Segment Start: Provided records
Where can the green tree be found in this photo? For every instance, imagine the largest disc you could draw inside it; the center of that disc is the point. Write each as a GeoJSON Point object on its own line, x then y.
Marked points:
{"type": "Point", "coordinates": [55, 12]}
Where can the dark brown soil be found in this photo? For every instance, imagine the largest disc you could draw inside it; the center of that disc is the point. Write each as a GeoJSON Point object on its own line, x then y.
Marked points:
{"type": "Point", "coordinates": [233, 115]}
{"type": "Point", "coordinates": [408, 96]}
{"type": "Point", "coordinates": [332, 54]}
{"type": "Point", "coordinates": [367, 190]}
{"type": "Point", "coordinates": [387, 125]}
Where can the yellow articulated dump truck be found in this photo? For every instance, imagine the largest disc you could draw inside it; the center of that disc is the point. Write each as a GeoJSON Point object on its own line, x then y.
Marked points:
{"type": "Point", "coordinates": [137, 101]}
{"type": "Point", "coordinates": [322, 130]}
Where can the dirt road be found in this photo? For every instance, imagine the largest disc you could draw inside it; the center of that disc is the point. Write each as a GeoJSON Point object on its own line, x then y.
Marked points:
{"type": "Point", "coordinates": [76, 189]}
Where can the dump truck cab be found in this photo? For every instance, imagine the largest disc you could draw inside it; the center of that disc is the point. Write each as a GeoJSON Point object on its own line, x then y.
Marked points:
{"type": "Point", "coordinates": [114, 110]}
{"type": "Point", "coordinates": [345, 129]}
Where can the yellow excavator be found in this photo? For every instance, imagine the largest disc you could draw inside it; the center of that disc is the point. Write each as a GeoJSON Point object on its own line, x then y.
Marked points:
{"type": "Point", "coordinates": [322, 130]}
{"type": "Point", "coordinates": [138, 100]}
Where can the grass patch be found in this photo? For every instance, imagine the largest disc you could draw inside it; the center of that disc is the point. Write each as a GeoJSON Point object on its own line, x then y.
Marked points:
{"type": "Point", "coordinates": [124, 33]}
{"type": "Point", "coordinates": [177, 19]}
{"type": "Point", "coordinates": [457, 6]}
Segment End: Provided records
- What you should do -
Quote, with nothing altered, all lines from the start of the entries to the line that carries "Where can the dark", inclusive.

- Final answer -
Where can the green tree be found in this photo? For every instance, imagine the largest disc you could draw inside it; the center of that disc is the point. Write each as a GeoJSON Point object on its own line, x then y.
Marked points:
{"type": "Point", "coordinates": [55, 12]}
Where can the dark brown soil be found in this photo? For every instance, imagine the largest disc you could draw inside it; the center of that disc is the point. Write each as a GeoJSON Point object on its own line, x then y.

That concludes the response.